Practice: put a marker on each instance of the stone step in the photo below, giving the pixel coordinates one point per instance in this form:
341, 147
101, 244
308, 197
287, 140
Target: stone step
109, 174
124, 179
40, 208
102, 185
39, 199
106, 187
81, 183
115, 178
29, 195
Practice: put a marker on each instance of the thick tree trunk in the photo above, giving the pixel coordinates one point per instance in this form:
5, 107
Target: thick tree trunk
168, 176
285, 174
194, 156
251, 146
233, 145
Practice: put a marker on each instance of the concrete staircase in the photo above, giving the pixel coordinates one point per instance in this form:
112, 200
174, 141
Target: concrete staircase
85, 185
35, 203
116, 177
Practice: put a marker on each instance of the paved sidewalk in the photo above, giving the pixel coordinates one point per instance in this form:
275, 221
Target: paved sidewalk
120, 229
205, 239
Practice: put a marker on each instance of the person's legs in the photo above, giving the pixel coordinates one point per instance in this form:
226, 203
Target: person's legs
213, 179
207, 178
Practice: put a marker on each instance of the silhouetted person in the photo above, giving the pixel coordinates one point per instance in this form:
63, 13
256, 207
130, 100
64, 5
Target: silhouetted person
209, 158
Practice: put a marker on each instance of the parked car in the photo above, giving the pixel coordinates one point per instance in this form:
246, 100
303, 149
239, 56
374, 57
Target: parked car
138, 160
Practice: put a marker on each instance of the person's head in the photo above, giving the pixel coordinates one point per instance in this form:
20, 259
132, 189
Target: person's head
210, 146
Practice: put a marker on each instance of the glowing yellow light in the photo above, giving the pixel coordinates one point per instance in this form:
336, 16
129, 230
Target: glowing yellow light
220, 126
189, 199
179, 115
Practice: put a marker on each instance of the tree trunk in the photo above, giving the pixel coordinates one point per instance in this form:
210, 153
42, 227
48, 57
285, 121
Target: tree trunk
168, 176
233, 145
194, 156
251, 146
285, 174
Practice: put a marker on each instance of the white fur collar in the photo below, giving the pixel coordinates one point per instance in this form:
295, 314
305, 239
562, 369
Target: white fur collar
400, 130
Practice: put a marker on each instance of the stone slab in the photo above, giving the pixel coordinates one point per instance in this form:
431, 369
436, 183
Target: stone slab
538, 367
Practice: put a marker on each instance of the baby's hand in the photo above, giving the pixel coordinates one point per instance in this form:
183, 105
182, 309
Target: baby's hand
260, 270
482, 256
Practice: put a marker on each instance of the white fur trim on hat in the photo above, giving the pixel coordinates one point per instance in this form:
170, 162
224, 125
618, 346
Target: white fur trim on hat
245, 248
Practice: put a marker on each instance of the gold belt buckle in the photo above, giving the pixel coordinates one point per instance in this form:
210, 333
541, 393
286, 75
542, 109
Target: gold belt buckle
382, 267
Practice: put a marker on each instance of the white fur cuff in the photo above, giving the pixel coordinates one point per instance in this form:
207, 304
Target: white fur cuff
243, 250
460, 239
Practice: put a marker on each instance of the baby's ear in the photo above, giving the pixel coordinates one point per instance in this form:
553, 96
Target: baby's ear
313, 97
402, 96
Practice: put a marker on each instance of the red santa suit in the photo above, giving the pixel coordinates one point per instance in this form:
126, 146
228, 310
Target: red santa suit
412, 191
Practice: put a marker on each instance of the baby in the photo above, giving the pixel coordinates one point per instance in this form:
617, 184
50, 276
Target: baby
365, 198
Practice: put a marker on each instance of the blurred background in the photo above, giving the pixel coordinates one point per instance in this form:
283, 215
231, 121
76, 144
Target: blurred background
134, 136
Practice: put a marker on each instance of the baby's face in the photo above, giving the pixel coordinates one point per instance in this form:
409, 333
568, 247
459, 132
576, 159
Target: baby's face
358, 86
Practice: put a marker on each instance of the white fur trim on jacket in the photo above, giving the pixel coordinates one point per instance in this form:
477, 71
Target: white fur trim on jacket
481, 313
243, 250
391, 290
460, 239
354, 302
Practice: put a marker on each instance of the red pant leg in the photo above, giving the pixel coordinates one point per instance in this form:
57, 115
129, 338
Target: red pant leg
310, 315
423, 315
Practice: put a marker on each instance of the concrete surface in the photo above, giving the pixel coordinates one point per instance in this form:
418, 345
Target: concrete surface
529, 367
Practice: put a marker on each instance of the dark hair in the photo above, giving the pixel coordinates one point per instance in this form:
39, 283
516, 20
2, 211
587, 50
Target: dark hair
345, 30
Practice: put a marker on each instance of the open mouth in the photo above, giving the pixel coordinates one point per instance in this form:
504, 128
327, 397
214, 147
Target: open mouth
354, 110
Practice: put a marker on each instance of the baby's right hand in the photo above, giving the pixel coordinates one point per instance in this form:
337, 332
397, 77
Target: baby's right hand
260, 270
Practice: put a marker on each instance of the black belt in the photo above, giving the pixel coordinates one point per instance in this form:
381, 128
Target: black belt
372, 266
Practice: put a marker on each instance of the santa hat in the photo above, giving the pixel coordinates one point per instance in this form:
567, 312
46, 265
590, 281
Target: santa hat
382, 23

•••••

(EXERCISE)
Copy the records above exactly as they appear.

(SOLUTION FOR THIS TASK)
Practice: put a marker on each instance of the stone step in the photo below, giving the pixel coordinates one point per instance in this form:
341, 147
101, 244
308, 197
287, 140
Target: stone step
109, 174
124, 179
40, 208
102, 185
39, 199
106, 187
81, 183
115, 178
29, 195
Practice: put a marker on each instance of the thick tree trunk in the photo above, giving the pixel coordinates one point per instance in this form:
5, 107
Target: thick tree trunk
168, 176
285, 174
194, 156
251, 146
233, 145
Practice: put a marker on each instance of the concrete staircase in the photo above, giving the pixel coordinates one point per instance in this form:
112, 200
174, 141
Target: concrete staircase
85, 185
35, 203
116, 177
Practice: put a marker on each instance of the paved sidewalk in the photo above, giving the pixel coordinates one point per instance in this form:
275, 221
Target: paved sidewalk
120, 229
205, 239
Practice: put a marker on each instance of the person's legs in the photo above, giving the pixel coordinates one point per instance in this form:
226, 203
Target: person's legs
213, 179
207, 178
Practice: put a marker on each instance of the silhouetted person in the photo above, giving the pixel coordinates one point per instance in this form:
63, 13
256, 207
130, 100
64, 5
Target: silhouetted person
209, 158
Practice: put a marker on each instance of the parked car in the photo above, giving the pixel coordinates one point per instance in this form:
246, 100
303, 149
239, 56
374, 57
Target: parked car
138, 160
Practice: put a marker on each instance of the person's head in the photo above, giving the pixel coordinates one point per instance in this form:
20, 259
132, 189
Target: person's head
210, 146
Practice: put a marker on each instance of the glowing yellow light in the photo above, giving the pixel coordinates one point per instance in this form:
336, 16
129, 230
Target: glowing yellow light
220, 126
189, 199
179, 115
Practice: put a marker on each instance of the tree trunk in the photo above, giving the pixel coordinates one point per instance in this form:
210, 153
42, 227
48, 57
285, 121
Target: tree trunk
168, 176
233, 145
194, 156
251, 146
285, 174
Practice: put a marker on each instance of the white fur collar in the photo below, giving the pixel coordinates one point per instance in this form:
295, 314
305, 239
562, 369
Target: white fur collar
400, 130
Practice: put a marker on each instance of the stone slab in the photo above, giving the pixel coordinates one point per instance in this form:
431, 369
436, 183
Target: stone slab
538, 367
Practice: put a marker on each instance of the baby's hand in the photo above, giving the pixel coordinates one point per instance in this form:
183, 105
182, 309
Target: baby's hand
260, 270
482, 256
Practice: put a marker on each instance of the white fur trim on hat in the photo above, giving the pixel coordinates one point per instance in this form:
170, 162
224, 125
618, 346
Target: white fur trim on hat
245, 248
Practice: put a marker on each instance of the gold belt buckle in the photo above, giving the pixel coordinates one point per instance in this form:
210, 333
541, 393
286, 75
542, 109
Target: gold belt buckle
382, 267
Practice: put a marker on each instance of the white fur cuff in the photo above, giving the pixel coordinates one point per instance in this form:
207, 304
Target: white fur cuff
243, 250
460, 239
Practice: put a marker on each instance of the baby's ear in the photo above, giving the pixel coordinates one point per instance in this form:
553, 96
Target: baby's ear
313, 97
402, 96
Practice: put a marker on each instance of the red santa suit in the photo above, giving the pixel coordinates one point per instance in this form:
126, 146
228, 310
Target: red santa suit
412, 191
Practice: put a marker on each instance of the baby in the photo above, giving the pixel coordinates one point per instance in this form:
617, 184
50, 276
Target: baby
365, 198
Practice: put a marker on each instance of the blurred background in the photo above, giving the pixel coordinates one point per instance in this form:
283, 215
231, 121
76, 144
Target: blurred background
134, 136
Practice: put a marker on each instance of the baby's face in the photo above, giving the pixel coordinates one point per instance in this form:
409, 333
568, 247
459, 132
576, 159
Target: baby's face
358, 86
Practice: put a marker on each instance of the white fur trim on jacket in the photo above, giving the pixel coordinates one point per instance in this form:
477, 71
Target: white fur trim on jacket
481, 313
243, 250
391, 290
460, 239
354, 302
Practice: put a marker on each instance of the red pant leg in the photo above, giving the pixel coordinates one point per instance in this form:
57, 115
129, 338
Target: red pant leg
310, 315
423, 315
Practice: put a marker on each instance of the concrete surface in the photo above, giving the pixel coordinates one point per instance in this form:
418, 345
Target: concrete surface
529, 367
Practice: put a marker on each instance of the dark hair in the photo above, giving the pixel coordinates one point per instance in this form:
39, 283
516, 20
2, 211
587, 50
Target: dark hair
345, 30
Practice: put a marker on each instance of the open mouth in the photo above, giving the pixel coordinates one point per instance in this form:
504, 128
327, 397
214, 147
Target: open mouth
354, 110
Practice: put a marker on each instance of the baby's right hand in the photo above, giving the pixel coordinates one point per instance in this form:
337, 332
397, 77
Target: baby's right hand
260, 270
Practice: put a marker on each instance of the black belt in the photo above, giving the pixel coordinates one point per instance in this form:
381, 128
Target: black belt
372, 266
Practice: put a marker on each instance of the santa hat in the photo above, giving the pixel coordinates one point per instance in this form:
567, 312
46, 265
590, 281
Target: santa hat
382, 23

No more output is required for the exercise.